Problem details
How many lines in the entries below contain "roof"? Case matters. Reply with the number only.

BEGIN Raw records

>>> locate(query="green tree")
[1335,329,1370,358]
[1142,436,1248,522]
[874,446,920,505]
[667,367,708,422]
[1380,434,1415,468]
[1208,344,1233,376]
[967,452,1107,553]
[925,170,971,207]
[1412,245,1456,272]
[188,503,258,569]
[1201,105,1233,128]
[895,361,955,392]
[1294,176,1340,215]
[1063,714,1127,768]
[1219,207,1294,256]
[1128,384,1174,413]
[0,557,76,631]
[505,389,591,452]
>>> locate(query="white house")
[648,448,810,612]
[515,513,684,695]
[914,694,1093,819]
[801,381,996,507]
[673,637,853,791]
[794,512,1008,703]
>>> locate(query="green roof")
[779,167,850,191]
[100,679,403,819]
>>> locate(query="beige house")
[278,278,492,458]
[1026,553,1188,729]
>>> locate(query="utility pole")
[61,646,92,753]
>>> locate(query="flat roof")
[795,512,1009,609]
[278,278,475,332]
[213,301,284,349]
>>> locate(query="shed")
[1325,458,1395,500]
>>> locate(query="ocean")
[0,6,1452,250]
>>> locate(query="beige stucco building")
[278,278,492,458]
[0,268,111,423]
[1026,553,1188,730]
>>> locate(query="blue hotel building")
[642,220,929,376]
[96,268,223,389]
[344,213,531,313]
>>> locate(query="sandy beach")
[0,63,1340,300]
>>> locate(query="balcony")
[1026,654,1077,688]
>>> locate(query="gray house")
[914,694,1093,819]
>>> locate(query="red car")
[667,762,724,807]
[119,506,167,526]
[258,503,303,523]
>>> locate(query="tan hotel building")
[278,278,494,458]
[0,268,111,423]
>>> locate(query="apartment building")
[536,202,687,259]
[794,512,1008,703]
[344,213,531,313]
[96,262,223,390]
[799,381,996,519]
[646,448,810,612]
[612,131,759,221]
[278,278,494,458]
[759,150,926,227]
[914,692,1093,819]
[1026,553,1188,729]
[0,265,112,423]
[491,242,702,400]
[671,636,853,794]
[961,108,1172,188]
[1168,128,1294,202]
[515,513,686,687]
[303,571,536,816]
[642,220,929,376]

END Raw records

Exercise response
2